Task statement: Format the lines of the records from the line with "As a warehouse robot's perception module, locate pipe" through the line with "97, 190, 143, 241" as a JSON list of strings, one string per line, with both of those lines included and any blank lines left out.

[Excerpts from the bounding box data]
───

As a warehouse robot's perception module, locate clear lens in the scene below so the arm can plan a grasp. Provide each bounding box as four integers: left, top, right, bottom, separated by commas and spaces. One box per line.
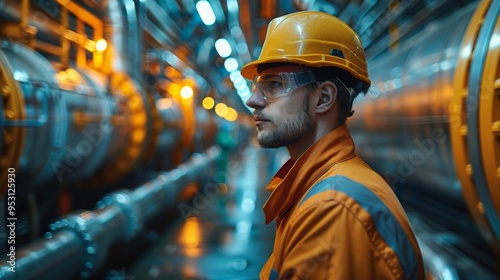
252, 71, 316, 101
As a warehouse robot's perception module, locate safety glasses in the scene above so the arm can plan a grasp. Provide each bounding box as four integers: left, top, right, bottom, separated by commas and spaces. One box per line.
252, 71, 316, 102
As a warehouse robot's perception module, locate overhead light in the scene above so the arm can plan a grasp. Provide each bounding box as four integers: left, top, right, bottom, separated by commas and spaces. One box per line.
224, 57, 238, 73
196, 1, 216, 26
215, 38, 232, 58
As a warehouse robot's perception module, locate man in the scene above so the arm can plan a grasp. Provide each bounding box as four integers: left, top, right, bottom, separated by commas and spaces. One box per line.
241, 11, 424, 280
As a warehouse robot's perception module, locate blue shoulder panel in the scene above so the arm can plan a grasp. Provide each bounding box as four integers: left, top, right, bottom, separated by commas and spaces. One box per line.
299, 176, 417, 279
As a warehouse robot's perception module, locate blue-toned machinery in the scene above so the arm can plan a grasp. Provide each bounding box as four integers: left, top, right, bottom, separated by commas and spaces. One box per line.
0, 0, 500, 279
0, 0, 240, 279
350, 1, 500, 279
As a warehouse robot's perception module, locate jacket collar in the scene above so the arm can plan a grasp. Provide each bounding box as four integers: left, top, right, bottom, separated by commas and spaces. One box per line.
264, 125, 354, 224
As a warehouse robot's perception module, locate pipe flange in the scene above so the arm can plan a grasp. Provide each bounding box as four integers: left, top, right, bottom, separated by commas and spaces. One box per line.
97, 190, 143, 241
45, 212, 98, 278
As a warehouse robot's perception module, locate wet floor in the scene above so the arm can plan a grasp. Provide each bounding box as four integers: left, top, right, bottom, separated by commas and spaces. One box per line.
127, 147, 286, 280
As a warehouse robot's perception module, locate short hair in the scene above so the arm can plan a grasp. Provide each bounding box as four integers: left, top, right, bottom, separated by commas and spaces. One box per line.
310, 66, 368, 125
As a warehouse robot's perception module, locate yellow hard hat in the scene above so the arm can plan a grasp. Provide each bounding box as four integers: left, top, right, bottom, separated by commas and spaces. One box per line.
241, 11, 371, 86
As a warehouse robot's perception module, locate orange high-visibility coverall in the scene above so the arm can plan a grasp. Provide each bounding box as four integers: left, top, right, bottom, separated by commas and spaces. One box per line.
260, 125, 424, 280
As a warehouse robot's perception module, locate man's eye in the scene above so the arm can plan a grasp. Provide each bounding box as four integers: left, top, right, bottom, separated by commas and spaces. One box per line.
269, 81, 282, 88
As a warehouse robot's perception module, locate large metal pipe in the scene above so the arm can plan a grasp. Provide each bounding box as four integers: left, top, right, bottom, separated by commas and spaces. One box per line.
0, 146, 220, 280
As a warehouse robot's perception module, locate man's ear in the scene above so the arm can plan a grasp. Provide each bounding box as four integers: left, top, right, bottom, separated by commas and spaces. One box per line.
316, 81, 338, 113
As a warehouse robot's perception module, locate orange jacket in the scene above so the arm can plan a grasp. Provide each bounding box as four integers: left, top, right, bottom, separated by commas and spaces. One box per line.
260, 125, 424, 280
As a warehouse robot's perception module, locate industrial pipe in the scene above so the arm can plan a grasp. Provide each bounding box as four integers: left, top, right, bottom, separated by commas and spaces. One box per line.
0, 146, 220, 280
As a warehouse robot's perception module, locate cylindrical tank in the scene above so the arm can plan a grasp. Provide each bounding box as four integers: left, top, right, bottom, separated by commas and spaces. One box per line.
349, 1, 500, 279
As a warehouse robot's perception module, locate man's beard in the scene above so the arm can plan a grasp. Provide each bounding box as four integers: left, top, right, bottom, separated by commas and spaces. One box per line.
257, 99, 314, 148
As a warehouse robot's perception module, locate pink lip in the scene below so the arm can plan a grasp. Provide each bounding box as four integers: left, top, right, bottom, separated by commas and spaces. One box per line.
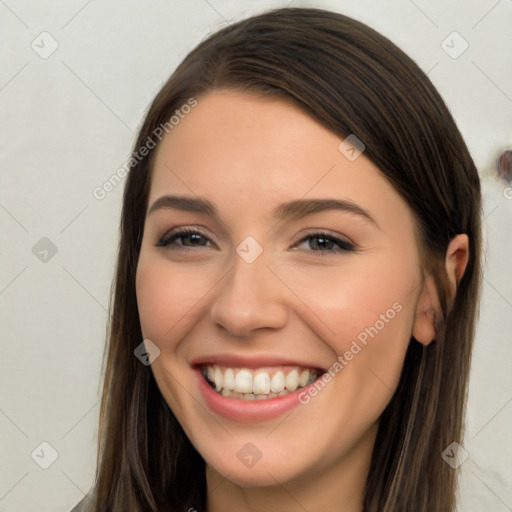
192, 354, 325, 372
194, 363, 313, 423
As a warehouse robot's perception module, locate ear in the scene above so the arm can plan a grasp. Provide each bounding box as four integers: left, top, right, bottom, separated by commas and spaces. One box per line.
412, 234, 469, 345
446, 234, 469, 297
412, 275, 443, 345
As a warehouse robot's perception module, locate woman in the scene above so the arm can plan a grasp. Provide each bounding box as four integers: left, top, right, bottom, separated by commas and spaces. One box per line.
74, 8, 481, 512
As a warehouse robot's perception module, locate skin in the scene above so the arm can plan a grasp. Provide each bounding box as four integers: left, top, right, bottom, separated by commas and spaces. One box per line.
136, 91, 468, 512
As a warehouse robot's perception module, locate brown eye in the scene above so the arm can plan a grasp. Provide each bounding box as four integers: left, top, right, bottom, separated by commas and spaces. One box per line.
156, 229, 211, 250
297, 233, 356, 255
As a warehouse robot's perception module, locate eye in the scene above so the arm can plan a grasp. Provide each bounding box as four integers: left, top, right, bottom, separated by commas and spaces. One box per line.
156, 228, 215, 251
296, 232, 356, 256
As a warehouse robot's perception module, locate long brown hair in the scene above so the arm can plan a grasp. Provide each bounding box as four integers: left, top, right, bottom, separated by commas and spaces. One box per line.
86, 8, 482, 512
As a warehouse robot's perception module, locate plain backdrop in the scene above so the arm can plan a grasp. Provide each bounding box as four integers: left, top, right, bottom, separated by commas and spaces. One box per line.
0, 0, 512, 512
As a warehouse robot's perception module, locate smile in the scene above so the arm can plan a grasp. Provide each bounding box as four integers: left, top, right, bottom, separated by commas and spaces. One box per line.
200, 364, 321, 400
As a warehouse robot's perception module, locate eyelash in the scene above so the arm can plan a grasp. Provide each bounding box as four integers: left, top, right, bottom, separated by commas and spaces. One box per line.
156, 228, 357, 256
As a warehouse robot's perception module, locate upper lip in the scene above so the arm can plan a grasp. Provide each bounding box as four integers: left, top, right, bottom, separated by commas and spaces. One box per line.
191, 354, 325, 371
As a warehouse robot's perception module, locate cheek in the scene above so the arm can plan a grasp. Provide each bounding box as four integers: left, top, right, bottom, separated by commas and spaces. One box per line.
287, 247, 418, 388
136, 253, 211, 340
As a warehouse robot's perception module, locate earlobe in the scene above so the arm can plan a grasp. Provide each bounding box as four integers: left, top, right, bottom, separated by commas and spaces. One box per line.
412, 234, 469, 345
411, 276, 442, 345
446, 233, 469, 297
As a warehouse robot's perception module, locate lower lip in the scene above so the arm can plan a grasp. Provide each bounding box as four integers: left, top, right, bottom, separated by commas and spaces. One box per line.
195, 370, 313, 423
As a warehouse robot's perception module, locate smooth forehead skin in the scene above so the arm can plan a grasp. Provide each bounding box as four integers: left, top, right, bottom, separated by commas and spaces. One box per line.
148, 91, 420, 274
136, 91, 428, 504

───

Answer to this exercise:
[
  "As a warehouse robot's perception module, locate pipe flange in the scene above so the arm can plan a grasp. Provide each bounding box as four integers: left, top, right, bottom, separated by commas and spaces. One box per line.",
  "97, 190, 143, 241"
]